BEGIN Dataset content

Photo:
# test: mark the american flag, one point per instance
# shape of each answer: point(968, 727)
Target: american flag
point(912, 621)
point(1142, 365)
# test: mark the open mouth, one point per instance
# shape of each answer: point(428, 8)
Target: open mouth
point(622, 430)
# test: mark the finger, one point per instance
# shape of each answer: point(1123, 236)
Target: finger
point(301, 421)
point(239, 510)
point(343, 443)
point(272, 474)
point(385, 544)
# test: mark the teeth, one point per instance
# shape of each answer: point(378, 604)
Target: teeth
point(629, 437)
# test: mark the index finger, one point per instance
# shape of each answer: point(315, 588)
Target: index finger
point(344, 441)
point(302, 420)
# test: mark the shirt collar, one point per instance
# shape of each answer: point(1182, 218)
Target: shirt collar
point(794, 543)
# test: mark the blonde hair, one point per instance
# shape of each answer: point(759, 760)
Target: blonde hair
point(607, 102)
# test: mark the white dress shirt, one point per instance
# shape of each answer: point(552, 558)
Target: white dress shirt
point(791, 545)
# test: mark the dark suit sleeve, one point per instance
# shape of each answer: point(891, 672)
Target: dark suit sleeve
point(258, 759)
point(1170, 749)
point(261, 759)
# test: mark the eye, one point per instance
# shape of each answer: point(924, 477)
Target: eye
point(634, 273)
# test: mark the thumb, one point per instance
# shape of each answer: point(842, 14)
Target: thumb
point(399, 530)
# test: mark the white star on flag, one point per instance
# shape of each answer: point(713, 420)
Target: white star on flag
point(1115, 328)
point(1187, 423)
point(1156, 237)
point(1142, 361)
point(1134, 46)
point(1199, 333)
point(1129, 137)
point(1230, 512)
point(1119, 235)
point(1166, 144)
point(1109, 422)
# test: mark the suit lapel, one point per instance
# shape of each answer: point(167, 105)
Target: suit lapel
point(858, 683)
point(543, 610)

END Dataset content

● Exercise directions
Every record listed above should be reproduced exactly.

● Result for this exercise
Photo:
# test: mark the american flag, one point per instance
# shape of each answer: point(968, 727)
Target: american flag
point(912, 621)
point(1142, 365)
# test: mark the open mouth, one point per instance
# shape of each answer: point(428, 8)
Target: open mouth
point(622, 430)
# test: mark the finger, one point per instance
# shape of each answer: point(1123, 236)
Target: finger
point(301, 421)
point(239, 510)
point(343, 443)
point(272, 474)
point(385, 544)
# test: mark the teeth, one point per instance
# shape of each answer: point(378, 604)
Target: teeth
point(629, 437)
# test: mark the index finger, one point per instance
# shape of each answer: point(315, 588)
Target: index finger
point(344, 441)
point(302, 420)
# test: mark the shirt collar, one point per instance
# shape of each answer: point(1182, 218)
Target: shirt collar
point(794, 543)
# test: mark the blonde hair, one point per instance
# shape of each answer: point(759, 760)
Target: blonde hair
point(607, 102)
# test: mark the white dress shirt, one point per instance
# shape of each answer: point(552, 558)
Target: white dress shirt
point(791, 545)
# test: mark the dark suit sleeve, one point per instance
# shape of each answer: point(891, 672)
Target: dark suit sleeve
point(258, 759)
point(1170, 749)
point(261, 759)
# test: mark the eye, one point per instance
# shape of each answer: point(924, 477)
Target: eye
point(634, 273)
# test: mark the thumb, one point per instance
# shape of each answer: point(842, 14)
Target: thumb
point(399, 530)
# test: mark the white star on flag, one point per instance
# shape of each answer: point(713, 420)
Target: white star on flag
point(1115, 328)
point(1187, 423)
point(1156, 237)
point(1142, 361)
point(1134, 46)
point(1199, 333)
point(1129, 137)
point(1230, 512)
point(1119, 235)
point(1166, 144)
point(1109, 422)
# test: mark the suit lapel, one point per instance
# shape of each answer: point(167, 105)
Target: suit lapel
point(858, 683)
point(543, 610)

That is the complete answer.